» Task details: The expected output is the full set of entries, printed exactly, without pictures.

[Referring expression data]
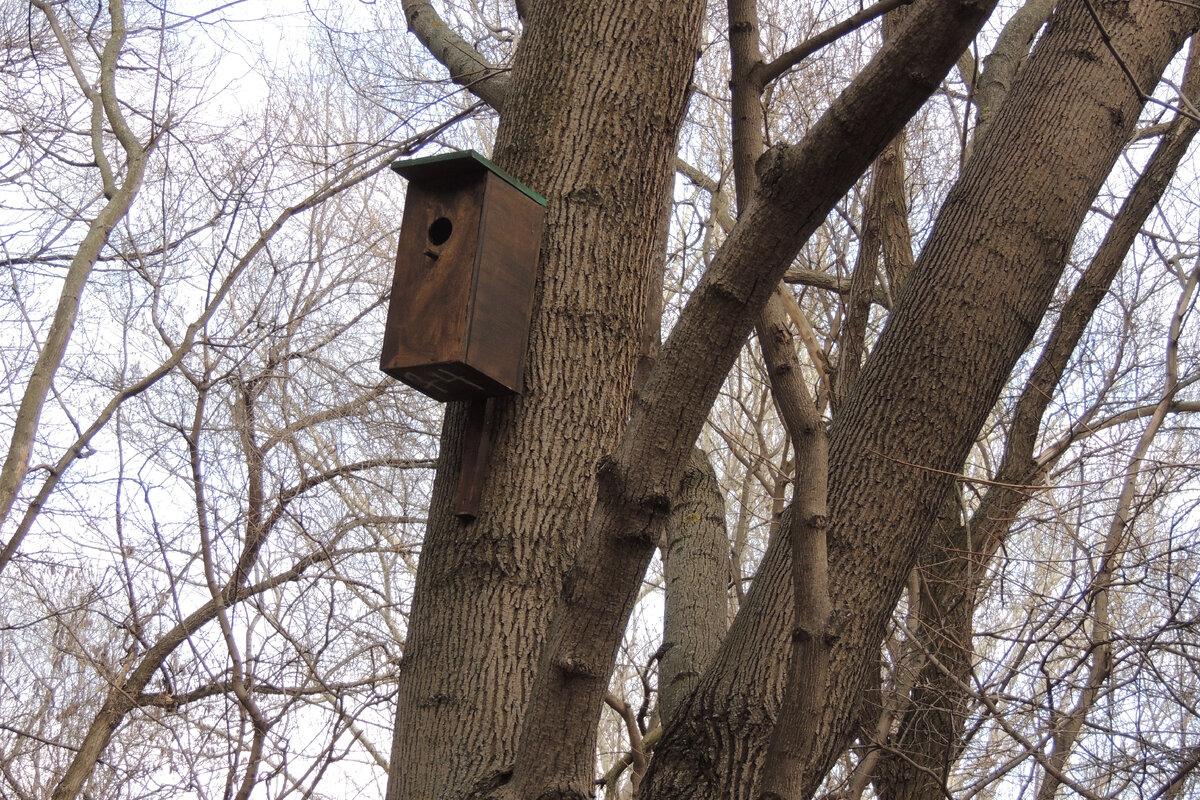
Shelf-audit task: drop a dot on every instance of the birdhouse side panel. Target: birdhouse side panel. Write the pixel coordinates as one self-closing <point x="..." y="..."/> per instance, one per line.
<point x="431" y="294"/>
<point x="508" y="268"/>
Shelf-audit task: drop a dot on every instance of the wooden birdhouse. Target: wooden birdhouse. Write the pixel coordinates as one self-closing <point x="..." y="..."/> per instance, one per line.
<point x="462" y="295"/>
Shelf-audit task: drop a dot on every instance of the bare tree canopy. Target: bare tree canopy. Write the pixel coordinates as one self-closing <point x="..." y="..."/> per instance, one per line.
<point x="856" y="451"/>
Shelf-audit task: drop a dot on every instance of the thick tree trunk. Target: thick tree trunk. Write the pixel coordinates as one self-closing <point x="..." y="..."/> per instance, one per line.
<point x="955" y="561"/>
<point x="966" y="313"/>
<point x="591" y="116"/>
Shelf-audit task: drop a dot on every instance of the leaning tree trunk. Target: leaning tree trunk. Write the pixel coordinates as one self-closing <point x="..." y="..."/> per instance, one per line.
<point x="966" y="313"/>
<point x="589" y="120"/>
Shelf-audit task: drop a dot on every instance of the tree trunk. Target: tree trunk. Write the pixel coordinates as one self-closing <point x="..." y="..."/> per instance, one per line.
<point x="966" y="313"/>
<point x="696" y="564"/>
<point x="591" y="118"/>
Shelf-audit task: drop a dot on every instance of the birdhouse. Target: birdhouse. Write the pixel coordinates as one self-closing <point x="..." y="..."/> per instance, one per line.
<point x="462" y="295"/>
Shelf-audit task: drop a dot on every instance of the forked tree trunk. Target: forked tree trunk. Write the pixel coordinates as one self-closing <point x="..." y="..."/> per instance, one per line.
<point x="966" y="313"/>
<point x="589" y="120"/>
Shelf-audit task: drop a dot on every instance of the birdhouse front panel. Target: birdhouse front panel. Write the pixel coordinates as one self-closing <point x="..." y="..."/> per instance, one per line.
<point x="462" y="294"/>
<point x="503" y="301"/>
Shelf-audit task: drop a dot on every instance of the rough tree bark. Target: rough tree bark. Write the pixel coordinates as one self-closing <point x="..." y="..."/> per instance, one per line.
<point x="928" y="737"/>
<point x="591" y="116"/>
<point x="965" y="314"/>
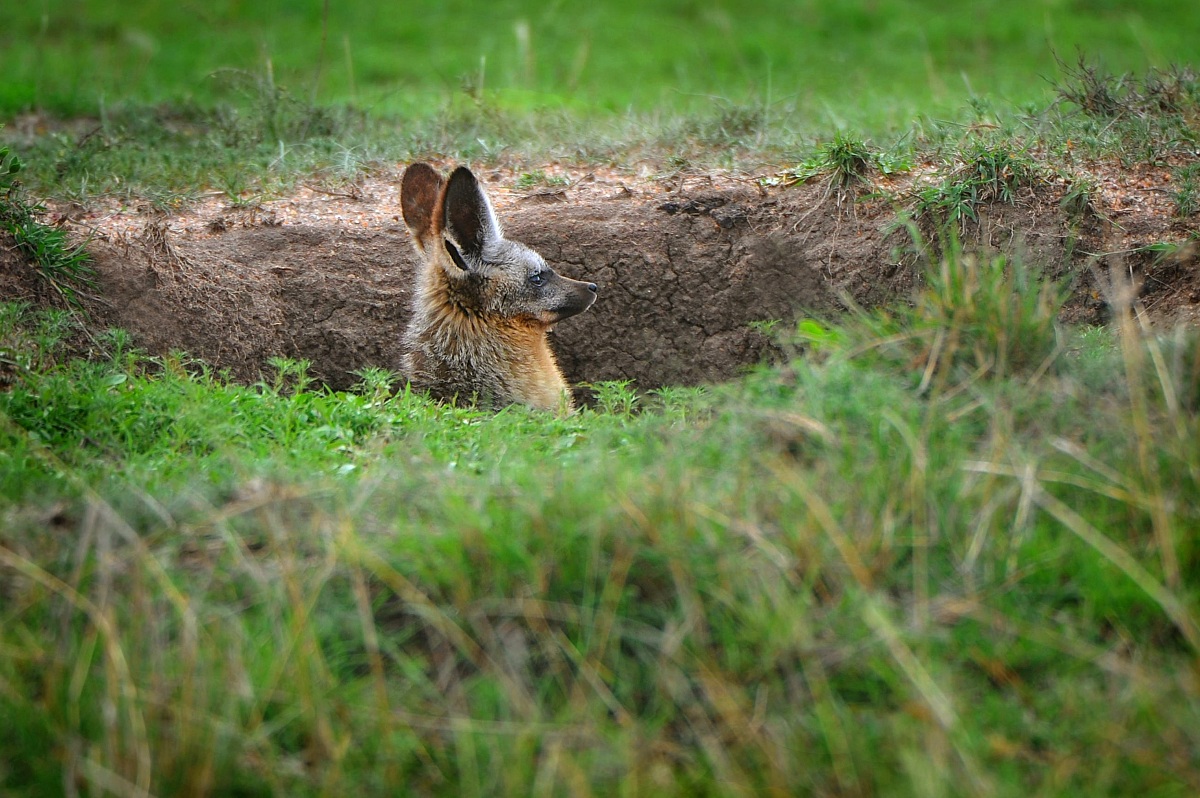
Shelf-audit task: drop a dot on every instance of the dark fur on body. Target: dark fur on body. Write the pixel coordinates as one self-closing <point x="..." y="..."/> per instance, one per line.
<point x="483" y="304"/>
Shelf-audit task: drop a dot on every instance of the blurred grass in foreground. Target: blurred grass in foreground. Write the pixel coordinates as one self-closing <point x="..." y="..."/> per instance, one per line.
<point x="924" y="557"/>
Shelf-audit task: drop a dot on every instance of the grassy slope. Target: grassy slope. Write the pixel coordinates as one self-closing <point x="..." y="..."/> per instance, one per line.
<point x="943" y="552"/>
<point x="949" y="552"/>
<point x="877" y="63"/>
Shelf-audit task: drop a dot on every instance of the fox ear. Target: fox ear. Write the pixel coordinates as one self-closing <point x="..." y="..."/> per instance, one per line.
<point x="468" y="215"/>
<point x="419" y="193"/>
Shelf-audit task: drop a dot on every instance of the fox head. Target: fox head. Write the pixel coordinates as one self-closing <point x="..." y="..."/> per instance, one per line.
<point x="485" y="274"/>
<point x="483" y="304"/>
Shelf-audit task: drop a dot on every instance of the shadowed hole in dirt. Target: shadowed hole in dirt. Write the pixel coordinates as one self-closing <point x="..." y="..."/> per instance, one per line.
<point x="682" y="282"/>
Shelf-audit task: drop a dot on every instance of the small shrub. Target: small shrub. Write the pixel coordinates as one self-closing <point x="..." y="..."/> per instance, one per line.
<point x="985" y="174"/>
<point x="64" y="267"/>
<point x="1187" y="191"/>
<point x="846" y="161"/>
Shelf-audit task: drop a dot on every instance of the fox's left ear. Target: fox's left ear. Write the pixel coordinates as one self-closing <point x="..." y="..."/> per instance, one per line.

» Result for this exercise:
Shelf-audit task: drop a dot on every instance of the birdhouse side panel. Target: birdhouse side panel. Write the pixel coordinates as one self-closing <point x="..." y="..."/> per instance, one per line.
<point x="431" y="294"/>
<point x="508" y="268"/>
Shelf-audit task: drop a dot on every instance of the wooden birdhouse. Target: wooden birdhouse. Write the pixel coordinates as one self-closing <point x="..." y="..."/> per instance, one per line.
<point x="462" y="295"/>
Shelf-audit task: drop a dot on every instance of the bare tree canopy. Target: bare tree canopy. Write the pixel coordinates as one self-closing <point x="..." y="..."/> per instance, one per line.
<point x="856" y="451"/>
Shelf-audit task: drop a dot on every instance of the thick tree trunk. Target: thick tree trunk. Write the pixel coordinates as one self-closing <point x="..." y="..."/> per instance, one per line.
<point x="955" y="561"/>
<point x="966" y="313"/>
<point x="591" y="116"/>
Shelf-audit task: drop a dot on every instance of the leaning tree trunk. Target: leaning tree trunk. Write the pixel coordinates as one self-closing <point x="..." y="..."/> per instance, one per line.
<point x="966" y="313"/>
<point x="589" y="120"/>
Shelf-audit task: drop a dot on every instance of the tree trunk. Target: tree trunk. Write the pixel coordinates as one self-closing <point x="..." y="..."/> per instance, one per line.
<point x="966" y="313"/>
<point x="696" y="564"/>
<point x="591" y="118"/>
Shelf-audit task: drop a dot on every instance of the birdhouse. Target: birdhouse. Write the pixel coordinates as one self-closing <point x="..." y="..."/> per instance, one per line.
<point x="462" y="295"/>
Shelf-audit task: drop a dot on every instance of the forked tree trunk. Target: forked tree trunk. Write the pixel coordinates as one self-closing <point x="..." y="..."/> per instance, one per line.
<point x="966" y="313"/>
<point x="589" y="120"/>
Shelf-audit task: drop a dot on every instance of the birdhouse front panel. Target: birdhouse front panel. Write the pixel coordinates as one self-closing <point x="..." y="..."/> per instance, one per line.
<point x="462" y="294"/>
<point x="503" y="301"/>
Shelf-audit task: drop a dot on every instance of the rough tree bark. Target: rough tree bark. Write the pixel coordinates as one self-closing <point x="..." y="..."/> per instance, one per line.
<point x="928" y="737"/>
<point x="591" y="116"/>
<point x="965" y="314"/>
Shelf-audit task: drop a dot on every instance of the dark fur on body. Target: dark fur on body. Write the pixel coordinates as one self-closing <point x="..." y="..."/> per instance, one per line.
<point x="483" y="304"/>
Shelf-audit task: drop a dot on every instance of the blurred grass in foreground. Target: blurred grass in foreground. Write the pixel coordinates as one self-closing <point x="..." y="..."/> per instance, one per line.
<point x="924" y="557"/>
Shelf-audit task: drop a dot on every instance of the grassy slope. Target: grassy slope. Write the pixel coordinates as one self-closing <point x="..." y="..."/> per instance, one per line.
<point x="943" y="552"/>
<point x="949" y="552"/>
<point x="877" y="63"/>
Shelf-audit task: drop a dot on every instance of the fox ear. Target: fox ear. Write the pixel coordinates as one self-closing <point x="..." y="..."/> per instance, one per line.
<point x="468" y="215"/>
<point x="419" y="193"/>
Shelf-audit task: drop a dot on every instance of the fox head. Target: fox head. Write the pixel coordinates as one self-closing <point x="..." y="..."/> per instance, one per line.
<point x="485" y="274"/>
<point x="483" y="304"/>
Shelf-audit task: drop a dot on every instance of the shadowed hole in dirt. Target: shadowed hole in dirt. Write the pixel coordinates as one self-closing <point x="..." y="..."/> per instance, one per line.
<point x="682" y="282"/>
Shelf-audit task: drop a dot on every instance of the small shrub. Target: small shrub. Write the pixel coordinates as one self-closing <point x="..." y="..."/> per instance, one per line.
<point x="985" y="174"/>
<point x="64" y="267"/>
<point x="1187" y="191"/>
<point x="846" y="161"/>
Shelf-audit task: drop a dot on every instance of the fox's left ear. Target: fox's left ear. Write the pixel coordinates as one self-closing <point x="..." y="..."/> per instance, one per line.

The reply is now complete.